§ WHAT TO DO
Repeat each entry as written, dropping any picture you find.

§ INFORMATION PROVIDED
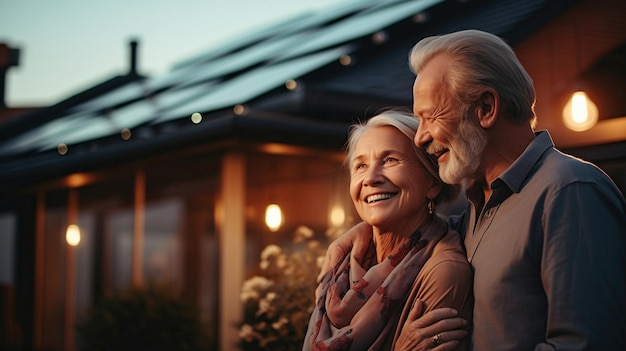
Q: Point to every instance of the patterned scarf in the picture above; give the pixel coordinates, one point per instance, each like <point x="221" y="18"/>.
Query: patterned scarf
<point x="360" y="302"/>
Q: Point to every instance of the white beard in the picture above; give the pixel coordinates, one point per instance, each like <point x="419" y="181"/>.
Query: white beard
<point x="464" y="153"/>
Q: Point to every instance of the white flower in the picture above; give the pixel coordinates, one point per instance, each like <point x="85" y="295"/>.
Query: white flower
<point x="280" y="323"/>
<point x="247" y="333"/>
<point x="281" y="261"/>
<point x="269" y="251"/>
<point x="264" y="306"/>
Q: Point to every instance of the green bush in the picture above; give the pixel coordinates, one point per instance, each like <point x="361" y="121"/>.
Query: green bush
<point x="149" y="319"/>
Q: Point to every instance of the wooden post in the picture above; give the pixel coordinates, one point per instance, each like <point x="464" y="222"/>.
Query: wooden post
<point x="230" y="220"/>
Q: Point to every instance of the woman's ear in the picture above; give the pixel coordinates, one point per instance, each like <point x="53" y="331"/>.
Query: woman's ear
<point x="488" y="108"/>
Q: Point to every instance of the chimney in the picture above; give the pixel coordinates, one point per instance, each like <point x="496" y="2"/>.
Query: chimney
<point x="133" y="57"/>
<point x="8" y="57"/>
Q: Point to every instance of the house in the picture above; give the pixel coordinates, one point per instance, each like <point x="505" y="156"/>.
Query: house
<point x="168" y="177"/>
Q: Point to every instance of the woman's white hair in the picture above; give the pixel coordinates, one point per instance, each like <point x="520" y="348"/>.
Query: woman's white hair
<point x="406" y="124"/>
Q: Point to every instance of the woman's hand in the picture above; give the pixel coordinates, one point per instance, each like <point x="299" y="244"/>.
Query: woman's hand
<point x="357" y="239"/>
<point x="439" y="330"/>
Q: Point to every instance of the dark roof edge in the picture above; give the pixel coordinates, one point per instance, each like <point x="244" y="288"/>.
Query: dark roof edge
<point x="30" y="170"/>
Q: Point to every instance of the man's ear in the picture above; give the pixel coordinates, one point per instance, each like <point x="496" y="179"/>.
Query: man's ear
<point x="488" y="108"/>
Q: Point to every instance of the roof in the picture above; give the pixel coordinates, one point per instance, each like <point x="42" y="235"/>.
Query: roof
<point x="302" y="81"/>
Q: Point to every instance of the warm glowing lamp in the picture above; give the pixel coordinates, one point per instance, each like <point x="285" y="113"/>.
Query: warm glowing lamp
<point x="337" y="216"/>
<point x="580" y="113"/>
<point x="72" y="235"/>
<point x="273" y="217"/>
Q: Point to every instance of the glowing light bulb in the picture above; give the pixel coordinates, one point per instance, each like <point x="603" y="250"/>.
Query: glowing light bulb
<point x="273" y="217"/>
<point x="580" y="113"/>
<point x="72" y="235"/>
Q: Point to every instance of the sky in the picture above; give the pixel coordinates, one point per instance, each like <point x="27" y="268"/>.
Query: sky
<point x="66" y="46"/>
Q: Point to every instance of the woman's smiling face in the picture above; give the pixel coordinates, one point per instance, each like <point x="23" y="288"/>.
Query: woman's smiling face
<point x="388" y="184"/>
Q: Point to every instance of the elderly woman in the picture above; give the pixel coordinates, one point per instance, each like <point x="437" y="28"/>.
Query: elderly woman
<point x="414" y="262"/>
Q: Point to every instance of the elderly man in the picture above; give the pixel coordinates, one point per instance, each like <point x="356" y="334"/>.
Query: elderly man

§ SOLUTION TO THE PROBLEM
Q: Point to every instance of the patterned scarf in the picture above; give the pixel coordinates, one point per instance, each like <point x="221" y="18"/>.
Query: patterned scarf
<point x="360" y="302"/>
Q: Point to every instance of the white beard in the picture above; give the pixel coordinates, one point per instance, each like <point x="419" y="181"/>.
Query: white beard
<point x="464" y="153"/>
Q: Point to every instance of the white flower in the picture above; give the pixel coordinates, one point per instance, each like <point x="85" y="295"/>.
Query: white flower
<point x="280" y="323"/>
<point x="247" y="333"/>
<point x="281" y="261"/>
<point x="269" y="251"/>
<point x="264" y="306"/>
Q: Point to every instance of the green bush in the picture above; give the pixel coordinates, one point per instance, each like <point x="361" y="121"/>.
Query: green bush
<point x="149" y="319"/>
Q: Point to every instance of the wooden post in the picture above; give the pixel coordinates, one point per instance, each like <point x="464" y="222"/>.
Query: wooden post
<point x="230" y="220"/>
Q: Point to every instance of the woman's ear in the picture above; give the pixel coordinates, one point per instance, each like <point x="53" y="331"/>.
Query: woman's ear
<point x="488" y="108"/>
Q: Point to every instance of the chimney in the picture above; give the pixel coordinates, one point per instance, each like <point x="496" y="2"/>.
Query: chimney
<point x="133" y="57"/>
<point x="8" y="57"/>
Q: Point to every instance of the house in the picture above; give the pixel coordinates, one point per instance, each like <point x="505" y="156"/>.
Query: house
<point x="168" y="177"/>
Q: Point to every instance of the woman's white hair in the picture above; give the pixel coordinates, one point per instance, each like <point x="520" y="348"/>.
Query: woman's white hair
<point x="406" y="124"/>
Q: Point to every instance of the woman's hand in the picture above; give the pixel coordinates, one point per instance, each like <point x="299" y="244"/>.
Query: woman's hand
<point x="357" y="239"/>
<point x="439" y="330"/>
Q: Point to every instance of the dark roof edge in the picture above; give the pixel coordinates, one point per instance, each like <point x="244" y="288"/>.
Query: dark roof edge
<point x="30" y="170"/>
Q: Point to every instance of the man's ear in the picture above; give the pixel coordinates, one point per instance, each like <point x="496" y="179"/>.
Query: man's ear
<point x="488" y="108"/>
Q: Point to every instance of the roof in the picture above; give the pixel coordinates, one point per instance, each like <point x="42" y="235"/>.
Query: roof
<point x="302" y="81"/>
Q: Point to every instance of the warm glowing lamp in the picture above; give the pixel coordinates, one point per instance, each like <point x="285" y="113"/>.
Query: warm glowing lamp
<point x="337" y="216"/>
<point x="580" y="113"/>
<point x="72" y="235"/>
<point x="273" y="217"/>
Q: Point to every instance of the glowing light bulb in the picture above; give the pixel coordinates, one point per instance, each like <point x="603" y="250"/>.
Query: glowing light bulb
<point x="273" y="217"/>
<point x="580" y="113"/>
<point x="72" y="235"/>
Q: Point to every instance of the sky in the picture above; give the pixel coordinates, one point per instance, each like <point x="27" y="268"/>.
Query: sky
<point x="66" y="46"/>
Q: Point to every instance of the woman's smiling face in the picture above; give the pixel coordinates, one point per instance, each like <point x="23" y="288"/>.
Query: woman's smiling face
<point x="388" y="184"/>
Q: Point to every instance of the elderly woman in the picture above; give the pixel coordinates, one point per instance, each like <point x="437" y="28"/>.
Query: elderly woman
<point x="414" y="262"/>
Q: Point to every instance of the elderly man in the picture above; give the pixel coordinates, one point per instance, each like <point x="356" y="334"/>.
Query: elderly man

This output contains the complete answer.